[Given exercise]
Reproduce every line of the records below, requests included, and scale each point coordinate in the answers by 2.35, rounding to whole numbers with halves going up. Leave the numbers in the requests and in their sample points unchanged.

(Excerpts from a dataset on pointing at objects)
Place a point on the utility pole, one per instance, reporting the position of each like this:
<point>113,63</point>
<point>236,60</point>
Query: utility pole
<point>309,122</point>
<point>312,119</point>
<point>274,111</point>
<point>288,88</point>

[Final result]
Place a point on the utility pole, one per instance, reporting the position of each like this:
<point>113,63</point>
<point>236,60</point>
Query: utility pole
<point>726,287</point>
<point>733,280</point>
<point>644,261</point>
<point>677,207</point>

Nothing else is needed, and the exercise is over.